┌──

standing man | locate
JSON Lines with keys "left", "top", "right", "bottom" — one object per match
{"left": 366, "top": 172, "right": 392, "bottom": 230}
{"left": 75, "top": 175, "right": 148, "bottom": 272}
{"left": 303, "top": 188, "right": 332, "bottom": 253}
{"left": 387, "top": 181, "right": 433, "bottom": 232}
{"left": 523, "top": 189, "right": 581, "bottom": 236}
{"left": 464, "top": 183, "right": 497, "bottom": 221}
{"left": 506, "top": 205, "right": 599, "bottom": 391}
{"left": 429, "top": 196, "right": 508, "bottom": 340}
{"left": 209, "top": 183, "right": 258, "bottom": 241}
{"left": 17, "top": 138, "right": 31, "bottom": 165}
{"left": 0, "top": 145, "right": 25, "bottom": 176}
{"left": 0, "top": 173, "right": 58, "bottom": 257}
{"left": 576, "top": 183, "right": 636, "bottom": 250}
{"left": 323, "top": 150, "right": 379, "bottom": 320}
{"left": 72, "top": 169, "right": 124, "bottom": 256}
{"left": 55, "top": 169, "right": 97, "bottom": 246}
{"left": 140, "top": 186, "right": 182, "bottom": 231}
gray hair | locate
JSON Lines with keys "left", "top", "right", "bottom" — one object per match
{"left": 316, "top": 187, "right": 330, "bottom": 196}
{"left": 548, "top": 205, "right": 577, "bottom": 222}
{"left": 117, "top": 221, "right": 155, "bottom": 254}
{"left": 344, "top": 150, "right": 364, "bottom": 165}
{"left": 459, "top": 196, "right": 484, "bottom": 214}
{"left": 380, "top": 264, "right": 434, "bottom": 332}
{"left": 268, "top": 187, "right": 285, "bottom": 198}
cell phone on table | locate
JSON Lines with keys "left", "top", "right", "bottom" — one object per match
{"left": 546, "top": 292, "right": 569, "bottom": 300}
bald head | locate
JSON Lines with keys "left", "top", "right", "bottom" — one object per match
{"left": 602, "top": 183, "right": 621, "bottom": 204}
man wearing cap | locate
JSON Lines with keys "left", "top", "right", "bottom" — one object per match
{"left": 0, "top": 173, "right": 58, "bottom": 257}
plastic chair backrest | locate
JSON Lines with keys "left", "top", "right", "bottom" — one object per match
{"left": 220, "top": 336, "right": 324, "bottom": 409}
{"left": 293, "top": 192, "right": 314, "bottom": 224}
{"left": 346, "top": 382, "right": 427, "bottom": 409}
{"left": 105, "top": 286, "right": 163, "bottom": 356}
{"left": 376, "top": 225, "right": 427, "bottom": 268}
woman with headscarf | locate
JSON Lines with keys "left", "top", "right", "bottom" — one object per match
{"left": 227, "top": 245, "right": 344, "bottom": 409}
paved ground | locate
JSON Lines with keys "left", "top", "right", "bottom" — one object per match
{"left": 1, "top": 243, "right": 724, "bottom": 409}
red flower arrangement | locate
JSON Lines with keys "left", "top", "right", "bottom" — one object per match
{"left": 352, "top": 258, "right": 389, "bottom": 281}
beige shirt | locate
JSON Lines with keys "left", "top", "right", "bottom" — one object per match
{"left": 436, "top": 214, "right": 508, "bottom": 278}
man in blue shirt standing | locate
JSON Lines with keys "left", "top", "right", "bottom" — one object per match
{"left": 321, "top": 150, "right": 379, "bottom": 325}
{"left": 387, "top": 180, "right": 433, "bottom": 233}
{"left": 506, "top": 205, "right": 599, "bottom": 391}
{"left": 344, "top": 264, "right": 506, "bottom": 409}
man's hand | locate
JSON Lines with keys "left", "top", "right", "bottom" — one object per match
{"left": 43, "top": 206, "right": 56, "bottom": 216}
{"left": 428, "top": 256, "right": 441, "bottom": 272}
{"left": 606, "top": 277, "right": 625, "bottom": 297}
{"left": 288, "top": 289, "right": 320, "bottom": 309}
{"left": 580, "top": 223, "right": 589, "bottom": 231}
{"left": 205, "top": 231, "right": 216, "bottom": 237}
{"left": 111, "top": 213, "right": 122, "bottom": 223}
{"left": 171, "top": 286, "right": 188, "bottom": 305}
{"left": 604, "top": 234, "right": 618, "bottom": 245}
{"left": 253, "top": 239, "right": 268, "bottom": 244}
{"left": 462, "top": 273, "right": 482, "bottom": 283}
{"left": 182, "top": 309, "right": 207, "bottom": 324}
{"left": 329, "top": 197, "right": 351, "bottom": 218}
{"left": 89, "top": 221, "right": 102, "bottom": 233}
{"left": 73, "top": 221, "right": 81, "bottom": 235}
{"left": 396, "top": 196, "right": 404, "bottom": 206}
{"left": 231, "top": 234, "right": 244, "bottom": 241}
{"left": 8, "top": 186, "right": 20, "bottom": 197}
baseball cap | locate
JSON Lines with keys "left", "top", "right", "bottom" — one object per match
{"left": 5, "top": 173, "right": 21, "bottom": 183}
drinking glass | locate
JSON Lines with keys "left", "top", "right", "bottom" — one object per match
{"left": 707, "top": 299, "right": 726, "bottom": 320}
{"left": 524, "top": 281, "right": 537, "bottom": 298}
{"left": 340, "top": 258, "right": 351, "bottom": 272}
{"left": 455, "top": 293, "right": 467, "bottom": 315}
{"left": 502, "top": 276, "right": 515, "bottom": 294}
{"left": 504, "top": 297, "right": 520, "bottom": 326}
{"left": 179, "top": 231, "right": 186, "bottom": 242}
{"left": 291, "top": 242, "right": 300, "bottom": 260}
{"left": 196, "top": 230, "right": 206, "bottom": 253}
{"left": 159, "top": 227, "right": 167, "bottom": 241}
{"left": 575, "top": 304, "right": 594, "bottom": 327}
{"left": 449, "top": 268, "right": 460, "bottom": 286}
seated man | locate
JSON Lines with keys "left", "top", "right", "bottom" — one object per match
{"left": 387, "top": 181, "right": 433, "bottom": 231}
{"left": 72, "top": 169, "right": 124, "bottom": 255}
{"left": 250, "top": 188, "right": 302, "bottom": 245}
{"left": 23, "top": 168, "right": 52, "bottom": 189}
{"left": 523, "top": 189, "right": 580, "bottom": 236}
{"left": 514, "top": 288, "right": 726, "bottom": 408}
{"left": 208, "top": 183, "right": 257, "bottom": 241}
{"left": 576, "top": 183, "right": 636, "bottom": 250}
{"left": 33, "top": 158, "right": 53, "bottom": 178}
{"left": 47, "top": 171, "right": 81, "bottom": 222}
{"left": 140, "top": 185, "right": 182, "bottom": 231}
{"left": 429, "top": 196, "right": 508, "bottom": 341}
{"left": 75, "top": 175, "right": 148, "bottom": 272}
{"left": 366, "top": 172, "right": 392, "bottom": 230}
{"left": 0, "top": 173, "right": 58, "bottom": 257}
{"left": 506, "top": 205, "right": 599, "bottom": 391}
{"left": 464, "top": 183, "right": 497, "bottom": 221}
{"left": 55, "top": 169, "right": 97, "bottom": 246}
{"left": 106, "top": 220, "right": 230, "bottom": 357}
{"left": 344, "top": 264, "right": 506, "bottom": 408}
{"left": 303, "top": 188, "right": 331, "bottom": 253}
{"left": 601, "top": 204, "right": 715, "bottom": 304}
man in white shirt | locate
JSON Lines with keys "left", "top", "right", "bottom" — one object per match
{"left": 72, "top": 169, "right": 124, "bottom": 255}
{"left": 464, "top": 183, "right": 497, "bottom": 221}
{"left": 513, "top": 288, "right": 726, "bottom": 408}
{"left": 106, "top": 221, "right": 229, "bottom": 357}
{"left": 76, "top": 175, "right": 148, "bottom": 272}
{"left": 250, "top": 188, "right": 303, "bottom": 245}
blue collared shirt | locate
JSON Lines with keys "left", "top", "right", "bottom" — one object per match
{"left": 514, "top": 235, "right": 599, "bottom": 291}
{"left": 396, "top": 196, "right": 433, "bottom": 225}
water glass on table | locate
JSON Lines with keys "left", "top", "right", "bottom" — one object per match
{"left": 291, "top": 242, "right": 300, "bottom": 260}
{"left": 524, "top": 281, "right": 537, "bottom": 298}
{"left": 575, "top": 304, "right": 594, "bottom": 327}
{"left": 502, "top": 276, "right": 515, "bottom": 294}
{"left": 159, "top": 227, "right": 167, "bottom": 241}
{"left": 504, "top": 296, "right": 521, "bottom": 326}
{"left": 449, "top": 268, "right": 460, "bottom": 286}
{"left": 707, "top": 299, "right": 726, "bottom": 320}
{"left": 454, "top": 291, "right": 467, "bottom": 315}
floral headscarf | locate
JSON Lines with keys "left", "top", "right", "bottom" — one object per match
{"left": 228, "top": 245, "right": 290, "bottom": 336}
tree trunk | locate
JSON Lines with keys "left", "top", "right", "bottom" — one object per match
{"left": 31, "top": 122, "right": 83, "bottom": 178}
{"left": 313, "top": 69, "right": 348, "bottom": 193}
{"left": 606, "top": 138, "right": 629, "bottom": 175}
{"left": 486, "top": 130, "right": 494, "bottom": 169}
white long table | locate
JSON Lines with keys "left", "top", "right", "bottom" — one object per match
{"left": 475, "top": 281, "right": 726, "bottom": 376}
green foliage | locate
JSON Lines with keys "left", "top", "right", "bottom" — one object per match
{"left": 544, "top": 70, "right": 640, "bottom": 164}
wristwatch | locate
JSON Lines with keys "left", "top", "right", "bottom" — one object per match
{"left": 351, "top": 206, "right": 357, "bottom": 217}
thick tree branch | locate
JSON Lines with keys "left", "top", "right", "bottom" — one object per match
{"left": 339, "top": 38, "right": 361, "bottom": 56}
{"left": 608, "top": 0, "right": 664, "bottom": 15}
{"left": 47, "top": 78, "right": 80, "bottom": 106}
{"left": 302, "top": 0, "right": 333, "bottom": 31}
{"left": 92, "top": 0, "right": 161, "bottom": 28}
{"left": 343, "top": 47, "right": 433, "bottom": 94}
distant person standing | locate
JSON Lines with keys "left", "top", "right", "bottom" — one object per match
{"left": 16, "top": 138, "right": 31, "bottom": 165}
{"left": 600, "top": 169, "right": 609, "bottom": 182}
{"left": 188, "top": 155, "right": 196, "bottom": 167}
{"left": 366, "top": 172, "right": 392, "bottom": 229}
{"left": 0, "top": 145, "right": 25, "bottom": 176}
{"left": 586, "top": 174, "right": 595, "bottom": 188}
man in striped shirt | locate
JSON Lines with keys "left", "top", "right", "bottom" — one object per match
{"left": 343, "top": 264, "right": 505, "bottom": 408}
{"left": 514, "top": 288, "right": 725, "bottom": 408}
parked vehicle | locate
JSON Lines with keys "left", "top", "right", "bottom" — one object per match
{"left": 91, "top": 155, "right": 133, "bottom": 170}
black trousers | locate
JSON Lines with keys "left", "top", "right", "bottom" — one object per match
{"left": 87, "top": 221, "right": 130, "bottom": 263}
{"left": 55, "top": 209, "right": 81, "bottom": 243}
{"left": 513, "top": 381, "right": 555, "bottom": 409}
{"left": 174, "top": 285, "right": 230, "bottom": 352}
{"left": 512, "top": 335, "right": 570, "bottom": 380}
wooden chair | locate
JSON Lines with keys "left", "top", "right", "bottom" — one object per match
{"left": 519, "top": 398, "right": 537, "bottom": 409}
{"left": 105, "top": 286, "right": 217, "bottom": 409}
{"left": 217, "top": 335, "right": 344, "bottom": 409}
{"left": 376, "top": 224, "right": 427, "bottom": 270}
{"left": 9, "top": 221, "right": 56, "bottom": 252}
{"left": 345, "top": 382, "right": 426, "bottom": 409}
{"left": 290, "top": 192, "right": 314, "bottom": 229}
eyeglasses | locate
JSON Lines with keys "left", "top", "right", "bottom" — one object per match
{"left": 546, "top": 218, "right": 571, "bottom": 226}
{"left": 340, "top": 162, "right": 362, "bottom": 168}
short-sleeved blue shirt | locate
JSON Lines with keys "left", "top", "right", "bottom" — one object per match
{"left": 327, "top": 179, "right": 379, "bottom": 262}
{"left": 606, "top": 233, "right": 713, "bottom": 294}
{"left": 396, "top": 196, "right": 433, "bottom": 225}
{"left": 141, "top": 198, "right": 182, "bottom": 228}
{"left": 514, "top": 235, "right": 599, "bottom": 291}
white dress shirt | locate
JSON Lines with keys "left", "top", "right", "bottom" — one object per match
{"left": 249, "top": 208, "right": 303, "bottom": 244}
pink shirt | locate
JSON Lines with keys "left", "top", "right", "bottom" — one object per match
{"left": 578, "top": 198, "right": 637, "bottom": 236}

└──

◆ TASK ITEM
Write out again exactly the lines that run from the one holding "white dress shirt | locate" through the last line of the data; omit all other lines.

◆ RESULT BELOW
white dress shirt | locate
JSON Lines with keys "left", "top", "right", "bottom" — one object per match
{"left": 249, "top": 208, "right": 303, "bottom": 244}
pink shirt | locate
JSON Lines with keys "left", "top", "right", "bottom" — one object per match
{"left": 578, "top": 198, "right": 637, "bottom": 236}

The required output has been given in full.